**SET TASK:**
Pull out every line of the material below that contains the word "striped", and copy each of those lines in full.

**INPUT DATA:**
## START

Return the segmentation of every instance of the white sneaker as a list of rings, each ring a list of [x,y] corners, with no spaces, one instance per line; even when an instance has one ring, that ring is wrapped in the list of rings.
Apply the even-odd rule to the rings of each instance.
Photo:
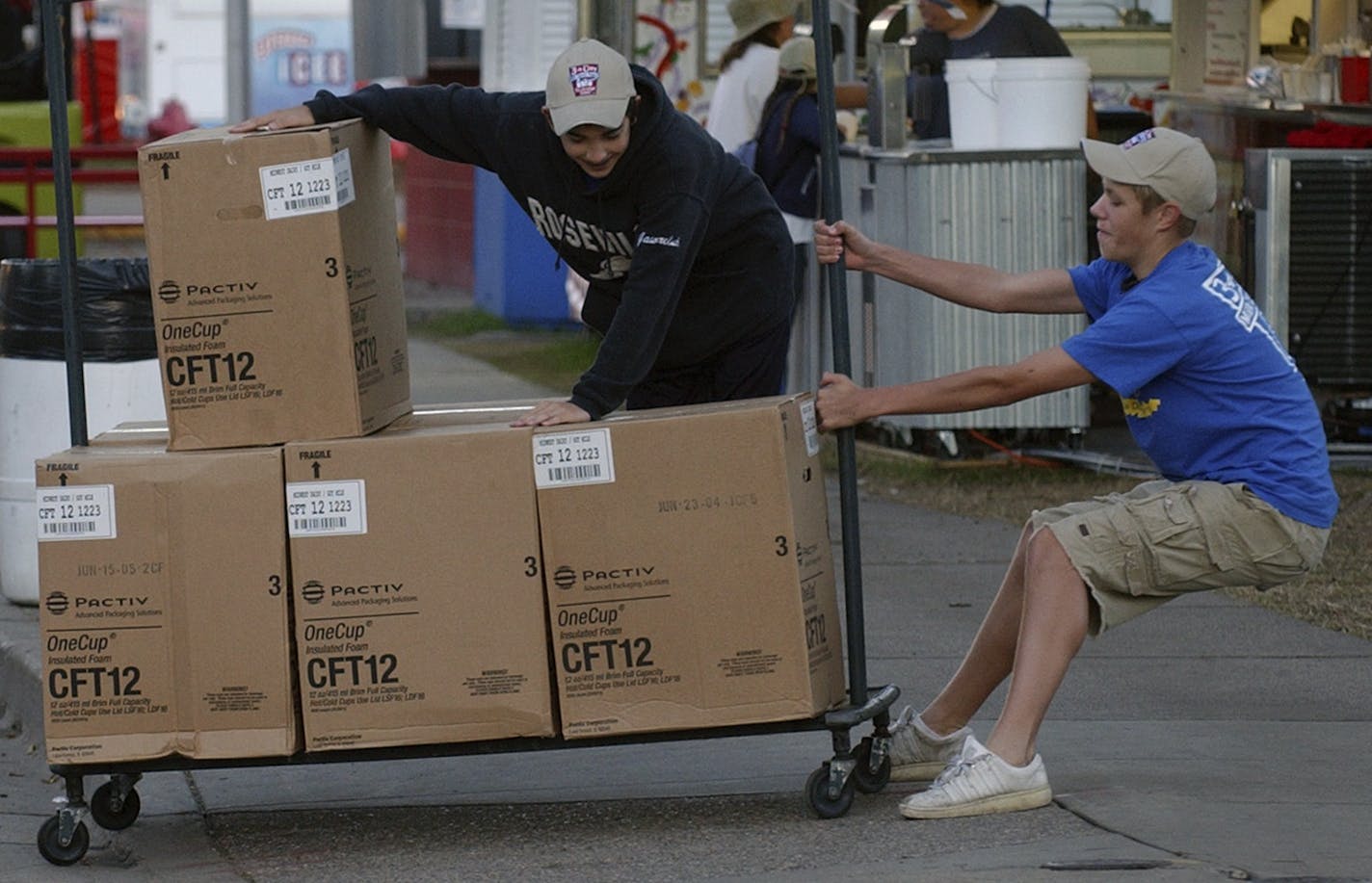
[[[1034,809],[1052,802],[1048,773],[1037,754],[1011,766],[967,736],[962,755],[934,779],[927,791],[900,802],[906,819],[951,819]]]
[[[958,760],[970,736],[969,727],[947,736],[936,735],[907,705],[890,727],[890,780],[932,782]]]

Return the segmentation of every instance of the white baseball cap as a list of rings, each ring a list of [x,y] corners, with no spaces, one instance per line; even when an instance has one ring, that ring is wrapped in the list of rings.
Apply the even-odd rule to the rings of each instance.
[[[815,41],[809,37],[792,37],[781,44],[777,56],[777,71],[783,77],[797,80],[814,80],[815,70]]]
[[[628,62],[598,40],[578,40],[547,71],[545,101],[558,136],[583,123],[617,129],[634,95]]]
[[[729,18],[734,22],[734,40],[788,18],[796,16],[796,0],[729,0]]]
[[[1124,144],[1083,138],[1081,151],[1102,178],[1146,184],[1192,221],[1214,207],[1214,160],[1200,138],[1155,126]]]

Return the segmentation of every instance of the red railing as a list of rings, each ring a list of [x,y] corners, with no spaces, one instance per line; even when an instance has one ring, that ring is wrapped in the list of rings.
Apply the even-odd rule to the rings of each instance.
[[[119,144],[104,144],[71,148],[73,184],[137,184],[139,148]],[[99,165],[82,166],[86,160],[102,160]],[[108,162],[128,162],[123,166],[110,166]],[[0,229],[23,228],[25,255],[33,258],[37,252],[38,229],[58,226],[56,215],[40,215],[37,206],[38,185],[52,184],[52,151],[47,147],[0,148],[0,184],[19,182],[25,185],[25,211],[18,215],[0,214]],[[143,215],[75,215],[75,226],[143,226]]]

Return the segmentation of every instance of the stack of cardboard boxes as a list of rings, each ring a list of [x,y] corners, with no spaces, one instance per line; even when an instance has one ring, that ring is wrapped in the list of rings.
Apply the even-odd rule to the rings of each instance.
[[[383,134],[192,130],[140,169],[167,421],[36,465],[49,762],[842,702],[808,396],[416,413]]]

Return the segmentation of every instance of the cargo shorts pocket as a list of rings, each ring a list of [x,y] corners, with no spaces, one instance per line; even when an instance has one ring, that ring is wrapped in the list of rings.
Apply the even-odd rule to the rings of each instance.
[[[1126,546],[1124,576],[1131,595],[1173,594],[1220,569],[1194,492],[1194,487],[1174,487],[1129,500],[1111,513]]]

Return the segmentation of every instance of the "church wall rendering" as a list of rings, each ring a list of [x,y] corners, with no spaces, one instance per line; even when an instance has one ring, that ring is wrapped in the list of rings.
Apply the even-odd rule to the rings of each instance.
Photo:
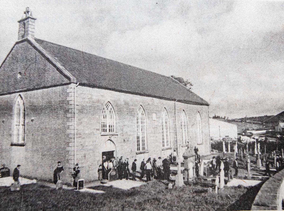
[[[108,150],[104,145],[109,140],[115,145],[115,156],[128,158],[130,163],[135,158],[138,160],[137,163],[140,164],[143,158],[166,157],[174,150],[177,151],[175,101],[80,85],[76,90],[76,159],[82,166],[82,174],[86,178],[91,180],[97,179],[97,167],[101,162],[102,152]],[[103,109],[108,102],[111,104],[115,112],[116,128],[115,133],[105,134],[101,132],[101,122]],[[175,104],[179,142],[182,139],[180,119],[184,110],[187,119],[188,141],[190,146],[197,146],[201,154],[209,154],[208,107],[179,102]],[[136,118],[137,110],[141,106],[146,116],[147,147],[145,152],[137,152],[136,148]],[[163,148],[162,115],[165,108],[170,120],[170,146]],[[202,142],[198,144],[197,116],[199,112],[202,120]],[[153,120],[153,113],[156,115],[155,120]],[[182,151],[187,146],[182,146]]]
[[[58,161],[66,166],[68,88],[59,86],[0,96],[1,164],[11,169],[20,164],[23,176],[45,179],[52,179]],[[19,96],[24,106],[24,141],[17,144],[14,143],[14,109]]]

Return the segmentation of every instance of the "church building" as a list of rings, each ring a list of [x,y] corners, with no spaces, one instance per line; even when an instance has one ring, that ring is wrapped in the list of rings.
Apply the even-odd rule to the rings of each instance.
[[[171,77],[35,37],[28,8],[0,66],[0,163],[23,176],[97,179],[102,156],[210,152],[209,104]]]

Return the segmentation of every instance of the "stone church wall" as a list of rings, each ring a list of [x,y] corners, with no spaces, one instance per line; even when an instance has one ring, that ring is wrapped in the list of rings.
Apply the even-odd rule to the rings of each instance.
[[[20,164],[21,175],[46,180],[52,179],[59,161],[64,167],[67,166],[68,87],[59,86],[0,96],[0,164],[6,164],[12,173],[16,166]],[[11,146],[14,106],[19,94],[25,106],[26,145]],[[68,168],[65,169],[63,177],[66,180],[66,175],[70,173]]]
[[[175,102],[156,98],[119,93],[113,91],[79,86],[77,88],[76,144],[77,162],[82,167],[81,176],[87,180],[97,179],[97,170],[101,162],[102,153],[105,149],[106,142],[110,139],[115,145],[115,156],[123,156],[129,159],[130,168],[135,158],[137,168],[143,158],[166,157],[174,149],[177,143],[175,118]],[[103,135],[101,133],[102,111],[109,102],[113,106],[116,119],[116,134]],[[136,153],[136,115],[141,105],[146,116],[147,153]],[[210,153],[208,107],[176,104],[177,139],[182,140],[180,115],[184,110],[187,120],[188,137],[191,146],[197,146],[201,154]],[[171,147],[163,150],[162,147],[162,114],[166,109],[170,120]],[[197,115],[201,116],[203,143],[197,144]],[[152,114],[156,114],[156,120],[153,119]],[[183,151],[186,146],[182,148]]]

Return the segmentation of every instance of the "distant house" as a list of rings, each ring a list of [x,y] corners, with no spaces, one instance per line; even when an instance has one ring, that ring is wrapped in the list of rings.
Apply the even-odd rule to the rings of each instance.
[[[237,125],[222,121],[209,119],[210,136],[214,139],[228,136],[232,138],[238,137]]]
[[[284,122],[279,122],[278,125],[275,126],[276,132],[284,132]]]

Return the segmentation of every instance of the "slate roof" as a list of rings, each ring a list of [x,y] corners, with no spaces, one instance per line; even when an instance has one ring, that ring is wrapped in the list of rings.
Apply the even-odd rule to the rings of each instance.
[[[35,38],[80,83],[135,94],[208,106],[171,77],[48,41]]]

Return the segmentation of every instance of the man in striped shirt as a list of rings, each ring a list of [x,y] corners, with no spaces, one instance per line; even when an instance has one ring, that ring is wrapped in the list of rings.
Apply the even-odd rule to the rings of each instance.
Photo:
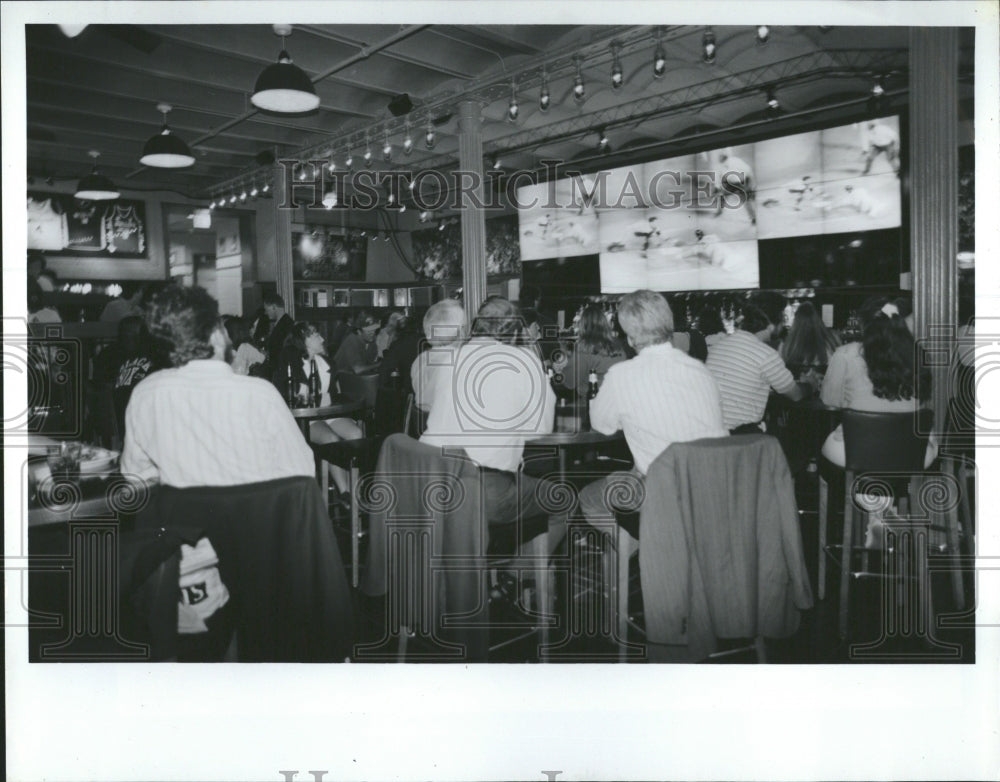
[[[277,389],[230,368],[215,299],[170,286],[146,317],[150,333],[169,343],[173,368],[132,392],[123,473],[178,488],[314,475],[312,451]]]
[[[734,434],[761,431],[772,388],[793,402],[805,395],[778,351],[766,344],[772,331],[764,311],[747,304],[739,329],[709,348],[705,366],[719,385],[723,419]]]
[[[594,526],[615,520],[637,538],[649,465],[671,443],[728,432],[705,365],[671,344],[674,316],[666,299],[653,291],[630,293],[618,304],[618,322],[638,355],[608,370],[590,403],[590,425],[605,434],[624,432],[635,467],[586,486],[580,507]]]

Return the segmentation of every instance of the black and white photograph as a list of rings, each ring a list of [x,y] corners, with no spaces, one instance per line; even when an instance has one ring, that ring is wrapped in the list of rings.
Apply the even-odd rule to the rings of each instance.
[[[996,4],[0,3],[4,778],[997,778]]]

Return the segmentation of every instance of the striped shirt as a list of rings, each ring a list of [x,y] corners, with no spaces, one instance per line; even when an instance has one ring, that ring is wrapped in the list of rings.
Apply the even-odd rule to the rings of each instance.
[[[313,455],[277,389],[224,361],[154,372],[125,411],[122,472],[187,488],[315,474]]]
[[[590,425],[605,434],[622,430],[643,475],[672,443],[729,434],[705,365],[669,343],[608,369],[590,403]]]
[[[705,366],[719,384],[727,429],[760,421],[772,388],[779,394],[795,388],[795,378],[778,351],[746,331],[723,337],[710,347]]]

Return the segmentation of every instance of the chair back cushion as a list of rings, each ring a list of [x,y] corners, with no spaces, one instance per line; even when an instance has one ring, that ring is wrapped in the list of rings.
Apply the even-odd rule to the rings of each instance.
[[[844,410],[845,467],[861,472],[920,472],[933,411],[868,413]]]

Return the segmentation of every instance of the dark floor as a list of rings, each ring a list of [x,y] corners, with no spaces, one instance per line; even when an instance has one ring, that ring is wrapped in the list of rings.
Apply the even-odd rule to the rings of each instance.
[[[802,537],[806,563],[816,595],[817,569],[817,476],[803,471],[796,481]],[[831,496],[834,496],[831,494]],[[349,568],[350,546],[346,519],[342,509],[331,508],[338,542]],[[830,540],[839,540],[839,522],[831,525]],[[364,541],[362,541],[362,544]],[[539,646],[539,634],[532,632],[534,619],[521,607],[531,604],[534,585],[527,579],[518,580],[516,574],[499,573],[493,579],[490,599],[490,662],[616,662],[624,657],[630,662],[645,662],[646,647],[639,629],[642,623],[641,591],[639,589],[638,560],[633,559],[631,572],[632,595],[630,612],[635,627],[630,628],[628,644],[623,647],[612,638],[609,627],[602,627],[600,614],[594,606],[600,603],[602,586],[599,568],[600,552],[591,536],[591,542],[576,543],[560,552],[558,559],[555,605],[557,616],[550,624],[544,654]],[[44,644],[58,644],[70,633],[64,617],[68,613],[69,571],[65,562],[54,561],[46,569],[45,555],[59,558],[68,550],[65,525],[30,530],[30,551],[35,561],[30,576],[33,628],[29,633],[31,660],[42,659],[40,649]],[[362,547],[362,562],[364,561]],[[40,559],[35,559],[40,558]],[[880,557],[872,554],[871,570],[878,570]],[[937,562],[944,562],[938,558]],[[932,566],[935,560],[932,558]],[[858,563],[855,563],[857,566]],[[589,575],[587,575],[589,574]],[[828,564],[826,598],[816,600],[815,606],[802,613],[801,626],[790,638],[768,639],[766,650],[771,663],[907,663],[907,662],[965,662],[975,661],[975,631],[972,626],[974,606],[973,578],[965,574],[966,615],[955,612],[950,573],[935,570],[931,577],[931,601],[937,625],[927,628],[910,627],[900,622],[898,600],[889,591],[892,581],[882,578],[862,578],[851,585],[850,630],[846,640],[837,632],[839,567]],[[884,593],[884,594],[883,594]],[[894,602],[896,601],[896,602]],[[354,592],[355,631],[358,644],[377,645],[384,659],[395,659],[398,638],[386,635],[386,609],[381,600],[373,600]],[[910,602],[914,602],[912,599]],[[596,618],[595,618],[596,617]],[[895,624],[894,624],[895,623]],[[610,622],[605,622],[610,624]],[[896,626],[898,625],[898,627]],[[946,625],[946,626],[942,626]],[[99,634],[100,635],[100,634]],[[141,659],[132,656],[132,644],[127,632],[119,633],[110,641],[110,649],[119,657],[108,658],[103,654],[109,648],[108,639],[93,639],[95,656],[91,659],[127,660]],[[382,642],[382,643],[380,643]],[[433,660],[433,644],[426,639],[408,638],[407,658]],[[75,644],[75,649],[88,648],[86,639]],[[734,642],[729,646],[739,648]],[[723,647],[726,648],[726,647]],[[86,655],[85,655],[86,656]],[[46,654],[45,659],[51,659]],[[756,656],[749,651],[720,658],[720,663],[754,662]],[[716,661],[711,661],[716,662]]]

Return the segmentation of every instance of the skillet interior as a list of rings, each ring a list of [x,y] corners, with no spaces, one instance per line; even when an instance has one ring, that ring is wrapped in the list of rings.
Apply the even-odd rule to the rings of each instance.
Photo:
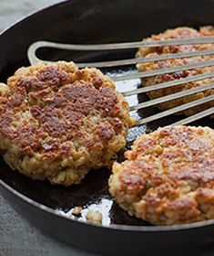
[[[50,9],[39,12],[15,25],[0,37],[0,76],[5,81],[19,67],[28,65],[27,47],[36,40],[46,39],[67,43],[109,43],[140,40],[153,33],[178,26],[198,27],[214,24],[214,1],[138,1],[98,0],[65,2]],[[56,16],[57,18],[56,18]],[[102,22],[100,22],[102,21]],[[39,56],[46,59],[73,59],[74,61],[126,59],[133,57],[135,50],[121,52],[68,52],[62,50],[42,49]],[[114,72],[104,70],[105,72]],[[126,71],[126,70],[125,70]],[[138,80],[133,81],[134,86]],[[128,83],[125,84],[128,86]],[[142,101],[146,98],[140,95],[134,101]],[[132,100],[131,100],[132,101]],[[139,112],[139,116],[157,112],[156,109]],[[177,121],[178,117],[171,117]],[[166,119],[143,127],[152,131],[158,126],[168,124]],[[194,123],[209,125],[213,123],[208,118]],[[139,131],[135,131],[132,135]],[[122,153],[120,154],[122,155]],[[107,192],[107,170],[92,171],[82,185],[71,187],[51,186],[48,182],[32,181],[12,172],[0,160],[0,179],[16,191],[53,209],[67,212],[75,206],[97,204],[103,207],[106,223],[126,225],[149,225],[146,221],[130,218],[112,200]],[[100,206],[100,202],[102,203]],[[92,206],[92,207],[93,207]],[[110,210],[108,211],[108,208]]]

## END

**ANSWER:**
Return the segmentation of every instance of the man in striped shirt as a list of rings, each ring a list of [x,y] corners, with no spaces, one instance per line; even when an instance has one ring, that ring is wrapped in the list of rings.
Return the segmentation of every instance of the striped shirt as a list of rings, each ring a list of [x,y] corners, with no spaces, one instance per line; even when an instance has one ring, that ring is wrapped in the list of rings.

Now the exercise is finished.